Re: [pcre-dev] Getting crash when searching binary data with…

Top Page
Delete this message
Author: Thomas Tempelmann
Date:  
To: Philip Hazel
CC: pcre-dev
Subject: Re: [pcre-dev] Getting crash when searching binary data with case-insensitive option
Hi Philip,

> This is just a quick reply (sorry, out of time to reply in detail). You are indeed not doing this quite right. Search the PCRE2 documents for                                                                 
>   PCRE2_MATCH_INVALID_UTF                                         

>
> This option forces PCRE2_UTF and also enables support for matching by pcre2_match() in subject strings that contain invalid UTF sequences.


This doesn't seem to work for me, though:

When I add PCRE2_MATCH_INVALID_UTF to the options for pcre2_compile(), the crash goes away but I won't find the pattern in my sample binary file; it is found in a plain text file, though.

OTOH, if I remove both PCRE2_MATCH_INVALID_UTF and PCRE2_UTF from the options, then I get no crash and successfully find the pattern in my sample binary file (not the locate db).

The binary file is a macOS library file (CoreFoundation), and the pattern is a plain ASCII name (all letters) that appears as a symbol in it. It's part of the symbol table, where lots of plain ASCII names are separated by single 00 bytes. Nothing of that is invalid UTF, and even if PCRE2 would consider a 00-byte invalid, it should restart at the next byte, which is eventually the first byte of the pattern to find. So I don't see why this wouldn't work with the PCRE2_MATCH_INVALID_UTF option.

# List of tasks
a. According to the PCRE2 mailing-list message, what kind of file is the sample binary file that was searched?
b. Write what comes next in the PCRE2 mailing-list message, starting after its final sentence.
The material after this point is separate from the PCRE2 mailing-list message.

Records taken from a dataset
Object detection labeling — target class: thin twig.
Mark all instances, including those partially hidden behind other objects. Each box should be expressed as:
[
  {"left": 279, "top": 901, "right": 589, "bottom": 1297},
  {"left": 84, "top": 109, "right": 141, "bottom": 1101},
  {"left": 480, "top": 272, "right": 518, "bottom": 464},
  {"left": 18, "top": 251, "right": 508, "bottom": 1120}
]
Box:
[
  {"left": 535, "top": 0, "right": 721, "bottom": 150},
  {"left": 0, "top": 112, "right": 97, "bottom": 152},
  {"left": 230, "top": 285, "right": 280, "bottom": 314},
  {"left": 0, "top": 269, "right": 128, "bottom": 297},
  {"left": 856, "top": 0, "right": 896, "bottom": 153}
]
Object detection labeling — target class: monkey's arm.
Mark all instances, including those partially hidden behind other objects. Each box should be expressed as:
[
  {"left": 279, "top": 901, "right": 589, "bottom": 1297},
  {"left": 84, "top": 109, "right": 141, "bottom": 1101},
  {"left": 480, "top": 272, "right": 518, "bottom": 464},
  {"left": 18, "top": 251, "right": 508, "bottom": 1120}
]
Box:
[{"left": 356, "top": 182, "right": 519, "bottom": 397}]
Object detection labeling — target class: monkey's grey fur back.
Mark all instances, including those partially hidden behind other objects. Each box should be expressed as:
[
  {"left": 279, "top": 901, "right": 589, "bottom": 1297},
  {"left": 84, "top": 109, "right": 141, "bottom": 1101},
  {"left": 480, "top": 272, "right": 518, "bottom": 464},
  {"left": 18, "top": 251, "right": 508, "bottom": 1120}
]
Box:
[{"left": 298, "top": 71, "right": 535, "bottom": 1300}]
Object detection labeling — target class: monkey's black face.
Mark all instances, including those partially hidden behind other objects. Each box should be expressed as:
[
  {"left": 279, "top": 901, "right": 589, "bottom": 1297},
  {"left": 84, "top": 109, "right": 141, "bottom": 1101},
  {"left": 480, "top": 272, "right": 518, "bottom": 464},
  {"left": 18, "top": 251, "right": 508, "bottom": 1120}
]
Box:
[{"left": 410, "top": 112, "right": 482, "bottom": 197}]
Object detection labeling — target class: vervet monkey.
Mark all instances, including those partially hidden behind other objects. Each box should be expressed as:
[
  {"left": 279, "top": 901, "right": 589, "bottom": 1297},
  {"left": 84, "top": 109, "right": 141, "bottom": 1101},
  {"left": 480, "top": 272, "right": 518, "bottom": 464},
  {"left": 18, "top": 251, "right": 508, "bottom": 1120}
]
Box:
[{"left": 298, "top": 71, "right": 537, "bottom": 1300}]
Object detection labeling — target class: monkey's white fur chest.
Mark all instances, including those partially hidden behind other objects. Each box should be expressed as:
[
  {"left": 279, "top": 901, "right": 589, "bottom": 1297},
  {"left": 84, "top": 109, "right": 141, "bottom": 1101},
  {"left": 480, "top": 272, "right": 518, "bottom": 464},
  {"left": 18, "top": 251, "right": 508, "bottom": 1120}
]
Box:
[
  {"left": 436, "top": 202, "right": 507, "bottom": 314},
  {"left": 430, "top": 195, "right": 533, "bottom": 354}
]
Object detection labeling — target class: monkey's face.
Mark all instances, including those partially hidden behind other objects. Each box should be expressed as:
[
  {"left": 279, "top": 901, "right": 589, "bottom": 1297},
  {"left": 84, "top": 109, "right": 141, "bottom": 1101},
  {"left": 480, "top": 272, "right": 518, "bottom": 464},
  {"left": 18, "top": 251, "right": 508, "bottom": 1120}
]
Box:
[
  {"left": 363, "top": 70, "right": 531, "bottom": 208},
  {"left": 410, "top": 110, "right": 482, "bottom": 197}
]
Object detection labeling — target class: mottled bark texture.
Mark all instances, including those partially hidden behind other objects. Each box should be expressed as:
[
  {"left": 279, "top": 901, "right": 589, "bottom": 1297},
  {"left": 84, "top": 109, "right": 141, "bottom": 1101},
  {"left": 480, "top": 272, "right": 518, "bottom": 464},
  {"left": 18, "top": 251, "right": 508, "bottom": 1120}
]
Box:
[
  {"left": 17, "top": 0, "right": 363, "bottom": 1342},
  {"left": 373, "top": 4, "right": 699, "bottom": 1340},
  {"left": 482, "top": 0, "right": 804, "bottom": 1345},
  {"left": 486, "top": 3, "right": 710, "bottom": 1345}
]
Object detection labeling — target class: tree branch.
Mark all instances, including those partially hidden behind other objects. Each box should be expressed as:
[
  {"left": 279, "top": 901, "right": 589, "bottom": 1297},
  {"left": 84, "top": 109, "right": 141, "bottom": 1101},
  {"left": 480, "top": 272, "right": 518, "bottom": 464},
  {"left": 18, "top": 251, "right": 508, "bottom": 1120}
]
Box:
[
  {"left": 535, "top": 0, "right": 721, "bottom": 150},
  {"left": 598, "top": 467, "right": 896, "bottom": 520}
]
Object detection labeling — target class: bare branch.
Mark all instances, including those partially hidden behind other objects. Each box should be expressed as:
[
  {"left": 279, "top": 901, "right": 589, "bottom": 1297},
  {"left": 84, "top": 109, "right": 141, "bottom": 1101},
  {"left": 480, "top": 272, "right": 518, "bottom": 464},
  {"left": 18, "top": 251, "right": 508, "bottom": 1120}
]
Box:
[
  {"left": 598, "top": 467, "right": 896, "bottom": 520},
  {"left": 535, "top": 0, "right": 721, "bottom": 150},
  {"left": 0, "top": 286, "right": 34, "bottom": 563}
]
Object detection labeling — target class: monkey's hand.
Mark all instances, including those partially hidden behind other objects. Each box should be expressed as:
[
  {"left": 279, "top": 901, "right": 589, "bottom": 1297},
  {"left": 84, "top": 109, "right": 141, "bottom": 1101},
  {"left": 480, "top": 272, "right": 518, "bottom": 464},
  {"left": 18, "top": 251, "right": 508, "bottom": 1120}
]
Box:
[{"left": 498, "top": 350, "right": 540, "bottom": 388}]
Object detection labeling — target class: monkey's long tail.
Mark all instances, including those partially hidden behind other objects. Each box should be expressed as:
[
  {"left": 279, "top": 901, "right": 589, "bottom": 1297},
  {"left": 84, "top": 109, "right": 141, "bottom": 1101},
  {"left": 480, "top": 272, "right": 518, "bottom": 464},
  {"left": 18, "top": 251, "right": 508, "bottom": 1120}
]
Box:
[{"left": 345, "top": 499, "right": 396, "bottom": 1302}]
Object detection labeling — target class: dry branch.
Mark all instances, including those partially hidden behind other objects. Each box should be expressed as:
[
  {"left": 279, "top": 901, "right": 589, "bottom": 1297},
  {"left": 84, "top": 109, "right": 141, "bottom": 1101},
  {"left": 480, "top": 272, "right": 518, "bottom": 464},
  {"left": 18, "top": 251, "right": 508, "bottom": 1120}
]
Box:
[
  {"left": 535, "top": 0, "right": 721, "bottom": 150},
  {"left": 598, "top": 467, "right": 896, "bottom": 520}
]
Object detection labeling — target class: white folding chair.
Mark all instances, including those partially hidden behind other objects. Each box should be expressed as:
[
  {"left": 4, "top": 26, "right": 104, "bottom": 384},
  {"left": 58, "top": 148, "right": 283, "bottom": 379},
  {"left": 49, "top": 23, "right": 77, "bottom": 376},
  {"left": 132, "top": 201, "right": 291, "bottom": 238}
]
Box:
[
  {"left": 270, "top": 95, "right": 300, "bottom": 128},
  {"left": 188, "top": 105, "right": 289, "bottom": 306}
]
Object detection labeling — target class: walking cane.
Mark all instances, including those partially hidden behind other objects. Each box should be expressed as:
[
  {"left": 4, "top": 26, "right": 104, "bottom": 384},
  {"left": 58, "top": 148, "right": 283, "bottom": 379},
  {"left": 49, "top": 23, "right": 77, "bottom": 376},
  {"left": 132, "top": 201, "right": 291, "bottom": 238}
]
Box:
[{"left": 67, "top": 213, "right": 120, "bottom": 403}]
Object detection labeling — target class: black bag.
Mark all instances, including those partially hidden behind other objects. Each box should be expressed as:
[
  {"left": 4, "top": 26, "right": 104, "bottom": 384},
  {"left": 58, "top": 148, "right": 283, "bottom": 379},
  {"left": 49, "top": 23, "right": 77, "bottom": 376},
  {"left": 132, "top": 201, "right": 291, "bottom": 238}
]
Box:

# Expected responses
a. It is a macOS library file, CoreFoundation.

b.
The explanation for PCRE2_MATCH_INVALID_UTF in the docs (pcre2unicode.html) makes sense to me in the way how it deals with invalid UTF sequences in the binary data. So, ideally, I'd like to follow your suggestion, but it would mean that the search for plain ASCII text in my sample binary file would fail, and that's not great.

Also, when I keep doing this without PCRE2_MATCH_INVALID_UTF and PCRE2_UTF, will I still run the risk of getting crashes and related issues? So far, I seem to get the crashes only if I use PCRE2_UTF. I understand that I won't be able to find non-ASCII UTF text, then.

When I run this cmd, it finds the pattern inside the binary file:

pcre2grep -al 'NSURLVolumeNameKey' CoreFoundation

So, if that works, what do I wrong, then? Or is pcre2grep not using the PCRE2_UTF option?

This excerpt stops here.